## WHAT TO WORK ON
With every line kept intact, print the entries that appear below.
※
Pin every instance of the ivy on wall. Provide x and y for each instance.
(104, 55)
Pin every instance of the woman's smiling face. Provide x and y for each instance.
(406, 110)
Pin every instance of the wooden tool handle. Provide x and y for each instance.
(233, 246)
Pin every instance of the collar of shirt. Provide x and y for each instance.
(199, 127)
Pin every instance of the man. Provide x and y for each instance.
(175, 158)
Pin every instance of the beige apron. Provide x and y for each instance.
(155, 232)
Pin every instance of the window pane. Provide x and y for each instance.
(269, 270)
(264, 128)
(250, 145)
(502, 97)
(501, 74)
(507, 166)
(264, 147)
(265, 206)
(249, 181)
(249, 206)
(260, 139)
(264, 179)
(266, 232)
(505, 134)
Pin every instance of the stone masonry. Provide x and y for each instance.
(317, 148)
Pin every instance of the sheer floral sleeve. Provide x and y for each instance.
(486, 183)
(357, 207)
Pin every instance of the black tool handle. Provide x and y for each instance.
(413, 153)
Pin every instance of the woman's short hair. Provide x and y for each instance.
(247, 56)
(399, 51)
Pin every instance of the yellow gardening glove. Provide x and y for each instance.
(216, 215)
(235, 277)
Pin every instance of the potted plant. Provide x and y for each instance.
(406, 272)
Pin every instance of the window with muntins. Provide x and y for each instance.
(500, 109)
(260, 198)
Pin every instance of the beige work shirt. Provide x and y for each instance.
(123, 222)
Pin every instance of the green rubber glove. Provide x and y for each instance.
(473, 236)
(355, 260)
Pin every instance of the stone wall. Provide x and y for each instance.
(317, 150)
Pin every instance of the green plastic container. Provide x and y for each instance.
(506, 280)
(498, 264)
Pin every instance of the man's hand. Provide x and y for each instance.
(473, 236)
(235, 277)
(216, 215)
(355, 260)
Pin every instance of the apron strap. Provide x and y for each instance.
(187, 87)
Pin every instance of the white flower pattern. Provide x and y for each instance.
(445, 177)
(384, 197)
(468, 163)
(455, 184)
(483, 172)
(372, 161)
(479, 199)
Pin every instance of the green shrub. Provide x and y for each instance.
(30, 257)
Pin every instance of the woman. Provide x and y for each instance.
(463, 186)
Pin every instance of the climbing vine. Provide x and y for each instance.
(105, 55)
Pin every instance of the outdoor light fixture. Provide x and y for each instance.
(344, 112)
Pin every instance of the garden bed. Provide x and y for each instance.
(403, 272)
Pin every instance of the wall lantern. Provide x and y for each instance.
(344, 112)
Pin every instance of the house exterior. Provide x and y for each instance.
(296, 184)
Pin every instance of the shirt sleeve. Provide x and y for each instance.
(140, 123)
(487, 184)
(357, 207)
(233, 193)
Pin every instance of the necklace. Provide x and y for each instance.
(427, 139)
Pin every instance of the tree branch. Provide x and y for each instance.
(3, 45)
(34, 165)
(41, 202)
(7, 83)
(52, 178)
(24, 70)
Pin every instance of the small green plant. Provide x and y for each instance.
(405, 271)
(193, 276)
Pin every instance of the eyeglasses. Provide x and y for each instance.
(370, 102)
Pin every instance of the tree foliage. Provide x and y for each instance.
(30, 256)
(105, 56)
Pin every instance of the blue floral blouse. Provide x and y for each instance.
※
## SOLUTION BELOW
Pin every instance of the ivy on wall. Provide x and y for each instance.
(104, 55)
Pin every instance of the woman's smiling face. Provide x and y for each instance.
(406, 110)
Pin every instance of the wooden tool handle. Provide x and y for each instance.
(233, 246)
Pin every instance of the collar of shirt. Provide x and y for each instance.
(199, 127)
Pin every instance of the man. Provide x and y for each instance.
(175, 158)
Pin every instance of the beige apron. Provide x and y for each instance.
(155, 232)
Pin every instance of the window pane. Provide x and y for each instance.
(269, 270)
(264, 128)
(250, 145)
(502, 97)
(501, 74)
(507, 166)
(264, 147)
(265, 206)
(249, 181)
(249, 206)
(260, 139)
(264, 179)
(266, 232)
(505, 134)
Pin every instance of the stone masonry. Provide x and y for each instance.
(317, 148)
Pin every instance of the sheer floral sleeve. Provide x and y for each instance.
(486, 183)
(357, 207)
Pin every instance of the black tool handle. Provide x and y for each instance.
(413, 153)
Pin every instance of the woman's short hair. Provide x and y for each instance.
(247, 56)
(399, 51)
Pin every instance of the yellow gardening glove. Provide x and y for each instance.
(216, 215)
(235, 277)
Pin every instance of the potted plant. Provide x and y for each instance.
(406, 272)
Pin every instance of the window with muntins. Provide x and y for each instance.
(500, 109)
(260, 198)
Pin every instance of the beige work shirt. Provide x and y for each instance.
(123, 222)
Pin every instance of the green rubber glove. Provide x and y for each instance.
(473, 236)
(355, 260)
Pin every instance of the stone wall. Provide x and y for each instance.
(317, 150)
Pin every instance of the green plastic container. Provide x and y for each instance.
(506, 280)
(498, 264)
Pin every instance of the man's hand. Provide x and y for each instance.
(473, 236)
(235, 277)
(216, 215)
(355, 260)
Pin every instance of the apron strap. Provide x and y for each instance.
(187, 87)
Pin every instance of the white flower pattern. Provide x and y for each instance.
(445, 177)
(384, 197)
(468, 163)
(455, 184)
(483, 172)
(372, 161)
(479, 199)
Pin every instance of the green shrub. Provide x and y for each instance.
(30, 257)
Pin every instance of the woman. Provide x and y for each instance.
(463, 186)
Pin every instance of the climbing vine. Provide x and y for each instance.
(105, 55)
Pin every instance of the outdoor light fixture. Provide x and y for each instance.
(344, 112)
Pin every instance of the garden bed. Provide x and y for each instance.
(403, 272)
Pin every instance of the wall lantern. Provide x and y for each instance.
(344, 112)
Pin every instance of the house exterior. Provide x and y for each instance.
(296, 184)
Pin every instance of the shirt sleeve. Provide x and y for each instance.
(140, 123)
(487, 184)
(357, 207)
(233, 193)
Pin every instance of the necklace. Provide x and y for each instance.
(427, 139)
Pin every instance of the tree branch. Provide x and y for each instance.
(3, 45)
(34, 165)
(41, 202)
(7, 83)
(52, 178)
(24, 70)
Pin every instance of the small green plant. Provide x and y for each instance.
(405, 271)
(193, 276)
Pin every instance of the eyeglasses. Provide x and y for each instance.
(370, 102)
Pin every instance of the tree foliage. Provide x and y for each instance.
(30, 256)
(105, 56)
Pin every instance of the blue floral blouse. Provide x and y for each instance.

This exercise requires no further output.